I have been pondering over some of these questions below for sometime and after taking a break from chasing many paper deadlines, I found sometime over Christmas to pen down my thoughts. I’ll discuss four issues (or at least the way I see them) facing NLP and I’ll offer suggestions.
Please note that I do not advocate the following as the only way everyone should be working. I believe that research is best done when people do what they are excited about and we should try diverse things with open mind specially in the early stages of a field.
1: Too Many Datasets and Not Enough Structure
Few months back, I made a comment jokingly that there are now “more NLP datasets than NLP researchers”. I do think there is an element of truth here. The field has witnessed an explosive growth and the result has been an over emphasis on too many problems in isolation without enough work on how these different problems relate to one another.
For reference, let’s consider how the field of mathematics progressed. People first proved a set of theorems which are grounded in something of immediate interest such as how to approximate the area of a circle or measure height of a tower. It is of no surprise that initial mathematics was mostly real algebra and trigonometry instead of abstract algebra and algebraic geometry. A good healthy trend in mathematics is that most maths paper will use at least some results from the literature. Unfortunately, in NLP one seldom has the opportunity to use (I do not mean citation but actual use) results from very old research papers or use the solution of another problem which has been reliably solved (e.g., POS tags). Why is this case?

## Record extracts
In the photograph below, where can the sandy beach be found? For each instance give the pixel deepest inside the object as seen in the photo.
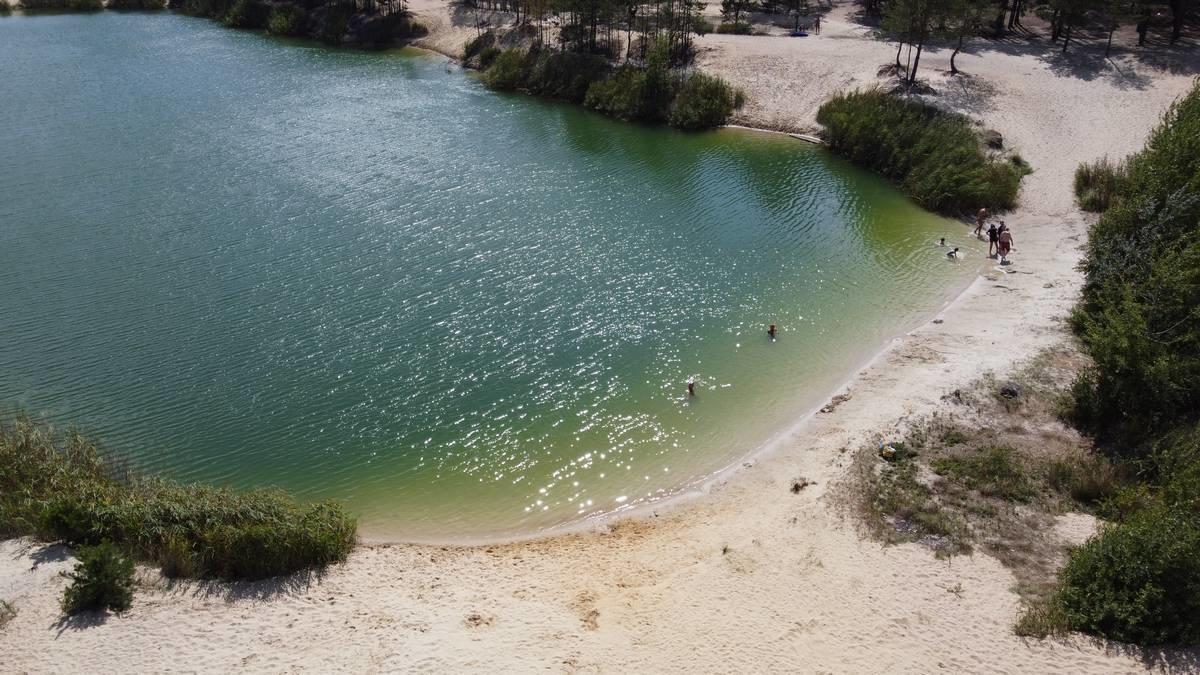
(745, 577)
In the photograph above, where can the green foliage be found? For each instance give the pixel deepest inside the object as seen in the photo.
(935, 156)
(994, 472)
(1138, 317)
(1087, 479)
(739, 28)
(475, 46)
(58, 488)
(287, 19)
(1138, 581)
(487, 57)
(565, 75)
(137, 4)
(334, 24)
(703, 102)
(102, 579)
(509, 71)
(247, 13)
(1098, 184)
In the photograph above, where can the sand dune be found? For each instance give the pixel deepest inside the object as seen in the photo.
(747, 577)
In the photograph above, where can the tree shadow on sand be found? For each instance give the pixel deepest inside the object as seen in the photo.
(81, 621)
(42, 554)
(237, 591)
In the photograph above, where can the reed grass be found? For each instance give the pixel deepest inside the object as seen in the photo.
(937, 157)
(58, 487)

## What you need to do
a) Revise the post on issues facing NLP starting with "I have been" and going on through "I’ll offer suggestions.", putting "write down" in place of "pen down".
b) Decide whether each statement agrees with the post on issues facing NLP, answering yes or no and quoting the words of the post that settle it.
(i) The author plans to discuss four issues facing NLP.
(ii) The author presents the approach as the only way everyone should be working.
(iii) Early mathematics was mostly abstract algebra and algebraic geometry.
c) Continue the post on issues facing NLP from the point where it stops.
None of the material is needed for these tasks.

## Answers to the exercises
a)
I have been pondering over some of these questions below for sometime and after taking a break from chasing many paper deadlines, I found sometime over Christmas to write down my thoughts. I’ll discuss four issues (or at least the way I see them) facing NLP and I’ll offer suggestions.

b)
(i) Yes: "I’ll discuss four issues (or at least the way I see them) facing NLP"
(ii) No: "I do not advocate the following as the only way everyone should be working"
(iii) No: "initial mathematics was mostly real algebra and trigonometry instead of abstract algebra and algebraic geometry"

c)
Let’s look at a bit of history first.
NLP from early 1990s to sometime around 2012 was dominated by the linguistic agenda. This agenda consisted of building a structure, one level at a time, by first solving part of speech tagging, then syntactic parsing, then approaching semantic and finally something in pragmatics/discourse. It made total sense! Surely one cannot really approach discourse if one cannot understand a sentence. And you cannot understand a sentence if you cannot even understand dependencies between its words. These problems were also generally well defined (mostly one can agree on what is the right parse tree) and were also interpretable (you can look at the parse tree to see what mistakes were made).
Unfortunately, it is beginning to be apparent that these beautiful linguistic approaches didn’t yield empirical gains (using empirical evaluations was another breakthrough that happened in NLP from 1990s and I talk about that in point 4 below). The biggest evidence of this is that most NLP papers these days in non parsing track, don’t use a syntactic parser either in their model or in some baseline. A single LSTM with attention processing the entire sentence outperforms linear models using parse trees. The field realized this and as a result, many researchers changed their agenda and left the linguistic bandwagon for deep learning supercar.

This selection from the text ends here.